Task prompt — Put each of the records below into a two-column CSV with the columns "prompt" and "mask", one row per record: its request in the first and its answer in the second. Quote every field and replace all line breaks with spaces.

Entries supplied —
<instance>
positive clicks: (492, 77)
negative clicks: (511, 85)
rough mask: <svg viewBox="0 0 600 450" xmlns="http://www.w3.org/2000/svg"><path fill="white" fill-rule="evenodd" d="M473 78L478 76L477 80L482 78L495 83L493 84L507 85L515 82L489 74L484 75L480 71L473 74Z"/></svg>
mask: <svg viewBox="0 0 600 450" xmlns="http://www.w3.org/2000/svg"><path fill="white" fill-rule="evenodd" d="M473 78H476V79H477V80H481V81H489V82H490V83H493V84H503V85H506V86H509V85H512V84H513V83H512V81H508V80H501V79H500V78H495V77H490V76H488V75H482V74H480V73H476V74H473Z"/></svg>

Task answer —
prompt,mask
"<instance> positive clicks: (492, 77) negative clicks: (511, 85) rough mask: <svg viewBox=""0 0 600 450"" xmlns=""http://www.w3.org/2000/svg""><path fill=""white"" fill-rule=""evenodd"" d=""M473 78L478 76L477 80L482 78L495 83L493 84L507 85L515 82L489 74L484 75L480 71L473 74Z""/></svg>","mask: <svg viewBox=""0 0 600 450"" xmlns=""http://www.w3.org/2000/svg""><path fill=""white"" fill-rule=""evenodd"" d=""M473 78H476V79H477V80H481V81H489V82H490V83H493V84H503V85H506V86H509V85H512V84H513V83H512V81H508V80H501V79H500V78H495V77H490V76H488V75H482V74H480V73H476V74H473Z""/></svg>"